→ **Source data**
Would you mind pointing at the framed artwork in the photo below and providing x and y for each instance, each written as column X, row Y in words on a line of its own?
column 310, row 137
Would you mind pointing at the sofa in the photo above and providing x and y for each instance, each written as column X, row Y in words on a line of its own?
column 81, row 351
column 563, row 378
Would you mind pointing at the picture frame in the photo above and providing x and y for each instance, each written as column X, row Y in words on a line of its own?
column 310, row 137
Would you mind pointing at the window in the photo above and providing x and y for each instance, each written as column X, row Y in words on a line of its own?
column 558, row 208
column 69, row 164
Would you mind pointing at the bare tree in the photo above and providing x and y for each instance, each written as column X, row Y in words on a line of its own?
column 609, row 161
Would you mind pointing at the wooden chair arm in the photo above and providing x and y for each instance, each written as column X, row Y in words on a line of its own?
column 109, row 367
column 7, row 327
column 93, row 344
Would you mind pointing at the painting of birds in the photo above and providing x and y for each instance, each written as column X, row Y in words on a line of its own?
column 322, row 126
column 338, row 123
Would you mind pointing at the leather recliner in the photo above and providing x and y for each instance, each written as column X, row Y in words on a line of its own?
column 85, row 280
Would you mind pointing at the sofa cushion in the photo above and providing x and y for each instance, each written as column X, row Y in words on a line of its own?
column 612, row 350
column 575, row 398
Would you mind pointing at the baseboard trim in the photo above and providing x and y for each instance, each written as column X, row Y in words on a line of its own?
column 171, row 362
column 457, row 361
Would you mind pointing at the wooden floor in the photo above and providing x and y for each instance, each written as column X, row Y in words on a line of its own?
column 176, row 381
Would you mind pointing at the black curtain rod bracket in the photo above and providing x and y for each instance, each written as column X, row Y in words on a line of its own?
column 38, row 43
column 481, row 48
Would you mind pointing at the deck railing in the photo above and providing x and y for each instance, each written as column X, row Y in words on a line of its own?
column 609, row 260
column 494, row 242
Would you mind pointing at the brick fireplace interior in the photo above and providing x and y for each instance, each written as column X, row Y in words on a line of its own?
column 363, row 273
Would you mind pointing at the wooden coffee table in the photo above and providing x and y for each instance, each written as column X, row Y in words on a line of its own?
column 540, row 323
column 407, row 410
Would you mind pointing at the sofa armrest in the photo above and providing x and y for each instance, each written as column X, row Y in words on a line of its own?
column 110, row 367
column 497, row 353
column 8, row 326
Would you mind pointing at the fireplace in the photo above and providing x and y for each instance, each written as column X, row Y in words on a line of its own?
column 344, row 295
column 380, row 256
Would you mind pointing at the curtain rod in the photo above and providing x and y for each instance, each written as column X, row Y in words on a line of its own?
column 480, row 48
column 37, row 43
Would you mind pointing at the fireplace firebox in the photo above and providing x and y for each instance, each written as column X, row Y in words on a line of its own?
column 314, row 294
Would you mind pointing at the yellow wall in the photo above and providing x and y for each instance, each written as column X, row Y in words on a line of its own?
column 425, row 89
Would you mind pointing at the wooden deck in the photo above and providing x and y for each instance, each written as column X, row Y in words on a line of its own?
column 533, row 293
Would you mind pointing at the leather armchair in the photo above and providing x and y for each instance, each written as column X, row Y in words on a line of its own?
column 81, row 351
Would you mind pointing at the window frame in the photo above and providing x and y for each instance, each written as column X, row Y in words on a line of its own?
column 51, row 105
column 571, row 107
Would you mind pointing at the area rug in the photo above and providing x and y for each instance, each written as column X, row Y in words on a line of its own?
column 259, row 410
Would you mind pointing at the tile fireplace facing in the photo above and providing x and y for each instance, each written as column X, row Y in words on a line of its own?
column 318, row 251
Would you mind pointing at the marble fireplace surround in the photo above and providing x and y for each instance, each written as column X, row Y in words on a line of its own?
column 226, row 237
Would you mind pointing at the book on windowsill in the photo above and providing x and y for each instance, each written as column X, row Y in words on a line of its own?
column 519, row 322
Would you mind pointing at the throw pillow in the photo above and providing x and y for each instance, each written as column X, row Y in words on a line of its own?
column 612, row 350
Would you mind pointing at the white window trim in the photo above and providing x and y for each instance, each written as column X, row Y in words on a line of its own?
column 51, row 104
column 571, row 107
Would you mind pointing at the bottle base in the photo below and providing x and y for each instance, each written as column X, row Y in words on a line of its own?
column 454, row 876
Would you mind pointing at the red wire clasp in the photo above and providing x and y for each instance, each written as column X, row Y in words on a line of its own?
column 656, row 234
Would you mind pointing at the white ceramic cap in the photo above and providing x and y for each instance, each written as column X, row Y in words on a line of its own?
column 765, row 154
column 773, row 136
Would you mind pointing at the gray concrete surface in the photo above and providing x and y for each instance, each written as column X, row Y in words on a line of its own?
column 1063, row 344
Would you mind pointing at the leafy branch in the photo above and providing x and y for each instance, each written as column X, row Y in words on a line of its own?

→ **Given task**
Copy out all of the records above, changing "instance" to "occurrence" each time it appears and keeping everything else the same.

→ **Output below**
Would you mind pointing at the framed artwork in the photo below and providing x and y for each occurrence, each written as column X, row Y in words on a line of its own?
column 310, row 137
Would you mind pointing at the sofa in the photo above and providing x and y for each occurrence, each written as column X, row Y in words on a line of its own?
column 81, row 351
column 563, row 378
Would you mind pointing at the picture frame in the photo above and providing x and y for each occurrence, each written as column X, row Y in words on a line of its own?
column 310, row 137
Would you mind pointing at the window in the photo above and providing x and y for each occurrence, each written as column X, row Y in words on a line of its own?
column 558, row 208
column 69, row 164
Would you mind pointing at the bare tree in the photo above and providing x and y for each occurrence, each written as column X, row Y in words on a line of its own?
column 609, row 161
Would you mind pointing at the wooden chair arm in the photo above and providing x and y for each occurrence, each written as column X, row Y in words on a line of its own?
column 109, row 367
column 7, row 327
column 93, row 344
Would you mind pointing at the painting of birds in the photo above and providing x and y for each occurrence, each written as column X, row Y in words on a line of its own?
column 322, row 126
column 338, row 123
Would you mind pointing at the leather recliner in the photo above and providing x and y for each occurrence, each written as column X, row Y in words on a line of its own?
column 85, row 280
Would you mind pointing at the sofa cushion in the photo above and providing x and y for each occurrence, each written as column X, row Y in words on a line of its own?
column 612, row 350
column 575, row 398
Would you mind pointing at the baseboard trim in the photo above and providing x and y for each occurrence, each written as column X, row Y in words on a line of its own?
column 171, row 362
column 457, row 361
Would you mind pointing at the wooden floor in the photo above and providing x and y for each occurrence, each written as column X, row Y in words on a line of its own?
column 176, row 381
Would you mind pointing at the black curtain rod bracket in the photo above and providing x and y for each occurrence, each written as column X, row Y in words on a line of its own?
column 38, row 43
column 481, row 48
Would you mind pointing at the deck railing in the photo above and providing x and y for each occurrence, each written as column X, row Y in words on a line of its own?
column 609, row 260
column 494, row 242
Would you mind pointing at the brick fireplace interior in the photo above and providing x and y for each occurrence, each written as column X, row Y in words on a line of its own?
column 363, row 273
Would you mind pointing at the wooden coffee table in the photo above and providing x and y for each occurrence, each written as column X, row Y in words on a line of its own?
column 540, row 323
column 407, row 410
Would you mind pointing at the sofa armrest in the photo above and providing x and y for each occurrence, each written as column X, row Y in words on a line of its own?
column 110, row 367
column 497, row 353
column 8, row 326
Would you mind pointing at the fireplace in the photo above and providing x and y for each occurrence, each written as column X, row Y in words on a line of its own?
column 344, row 295
column 380, row 256
Would you mind pointing at the curtain rod in the photo above and providing x and y for each occurrence, each written as column X, row Y in words on a line of its own?
column 480, row 48
column 37, row 43
Would you mind pointing at the fireplace firebox in the photo above and providing x and y for each occurrence, each written as column X, row Y in words on a line of its own?
column 314, row 294
Would you mind pointing at the yellow wall in the photo above and providing x and y for each occurrence, each written as column X, row Y in words on a line of its own?
column 425, row 89
Would you mind pointing at the wooden deck in the photo above and providing x and y for each occurrence, each written as column X, row Y in words on a line of its own?
column 533, row 293
Would you mind pointing at the leather armchair in the photo above and providing x and y for each occurrence, each written as column X, row Y in words on a line of its own?
column 81, row 351
Would you mind pointing at the window frame in the photo above and providing x and y for each occurrence, each written as column X, row Y in words on a line of its own?
column 51, row 105
column 571, row 107
Would you mind pointing at the area rug in the photo above and providing x and y for each occurrence, each written as column X, row Y in words on a line of its own?
column 259, row 410
Would you mind pointing at the tile fireplace facing in the photo above and providing x and y for each occurrence, each written as column X, row Y in words on a line of its own?
column 318, row 251
Would you mind pointing at the marble fireplace surround in the photo above and providing x and y for each occurrence, each written as column X, row Y in words on a line of its own?
column 226, row 237
Would you mind pointing at the book on windowsill in the photo above and providing x and y for each occurrence, each written as column X, row Y in words on a line of its own?
column 519, row 322
Would you mind pointing at the throw pillow in the photo above and providing x and y for each occurrence, each written as column X, row Y in words on a line of its own?
column 612, row 350
Would you mind pointing at the white window trim in the photo above and providing x and y for each occurrence, each written as column X, row Y in words on a line of its own?
column 51, row 104
column 571, row 107
Would you mind pointing at the bottle base in the photo below and providing x and y for each occurrence, each written as column X, row Y in words on a line of its own?
column 454, row 876
Would you mind pointing at the red wire clasp in the photo above and providing x and y for each occurrence, each written as column X, row Y in words on a line of its own?
column 656, row 234
Would you mind pointing at the white ceramic cap in the photo above and providing x and y for each occurrence, each written as column X, row Y in words on a line of its own?
column 765, row 154
column 773, row 136
Would you mind pointing at the gray concrete surface in the photo above and providing x and y for each occurrence, each written as column X, row Y in words on a line of its own?
column 1063, row 344
Would you mind pointing at the leafy branch in the photo above and providing x and y for each occurrence, each written as column X, row Y in words on a line of its own?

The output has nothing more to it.